**What you will do:**
Find the lines of data that contain the string "test", then list them.

**Data provided:**
-- Opening Marker --
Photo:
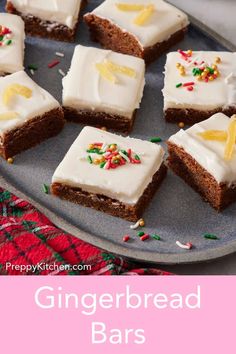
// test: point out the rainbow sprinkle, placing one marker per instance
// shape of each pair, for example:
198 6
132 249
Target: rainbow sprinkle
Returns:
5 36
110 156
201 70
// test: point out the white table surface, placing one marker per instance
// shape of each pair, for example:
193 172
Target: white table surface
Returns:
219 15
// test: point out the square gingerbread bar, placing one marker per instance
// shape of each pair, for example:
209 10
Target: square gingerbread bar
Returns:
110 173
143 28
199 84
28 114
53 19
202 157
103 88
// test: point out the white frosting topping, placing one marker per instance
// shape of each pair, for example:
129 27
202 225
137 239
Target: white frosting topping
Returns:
-- Closing Marker --
-- Opening Marker --
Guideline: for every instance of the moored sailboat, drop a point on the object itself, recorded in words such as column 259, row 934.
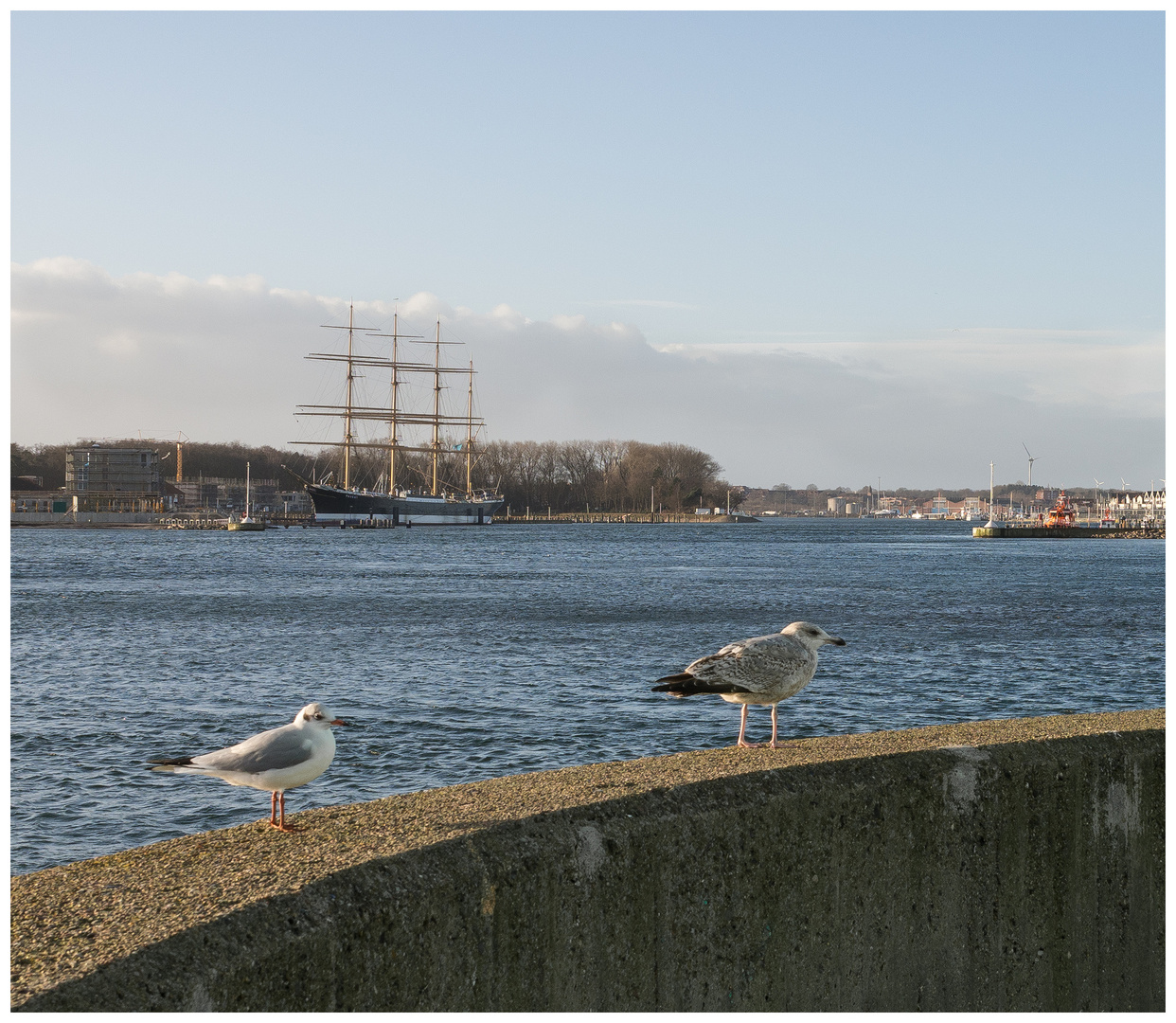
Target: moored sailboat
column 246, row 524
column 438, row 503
-- Closing Marker --
-- Opening Marker --
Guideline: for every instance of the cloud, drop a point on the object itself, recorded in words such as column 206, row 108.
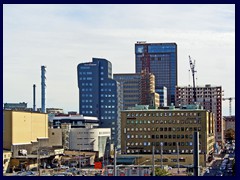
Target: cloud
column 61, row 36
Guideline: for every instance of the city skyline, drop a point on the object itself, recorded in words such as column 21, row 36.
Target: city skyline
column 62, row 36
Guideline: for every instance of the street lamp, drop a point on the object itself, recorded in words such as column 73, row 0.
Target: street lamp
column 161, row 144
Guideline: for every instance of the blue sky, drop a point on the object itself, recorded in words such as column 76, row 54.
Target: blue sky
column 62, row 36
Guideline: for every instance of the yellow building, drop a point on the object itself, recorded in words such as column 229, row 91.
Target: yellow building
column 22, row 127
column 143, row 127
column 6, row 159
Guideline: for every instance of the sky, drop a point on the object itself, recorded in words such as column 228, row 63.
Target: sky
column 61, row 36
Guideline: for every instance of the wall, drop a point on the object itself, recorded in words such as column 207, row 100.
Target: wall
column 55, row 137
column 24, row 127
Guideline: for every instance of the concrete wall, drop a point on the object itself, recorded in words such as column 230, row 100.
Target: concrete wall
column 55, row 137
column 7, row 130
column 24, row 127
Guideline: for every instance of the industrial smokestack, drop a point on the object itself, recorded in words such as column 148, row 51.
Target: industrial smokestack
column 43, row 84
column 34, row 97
-- Closing Marker --
**Reply:**
// test: point out the rainbow sprinkle, placing one marker per instance
// test: point out the white table surface, placing one marker per instance
// test: point out the square gingerbread bar, placing one marker per instance
// test: point out the white frosting topping, placing one marker per instance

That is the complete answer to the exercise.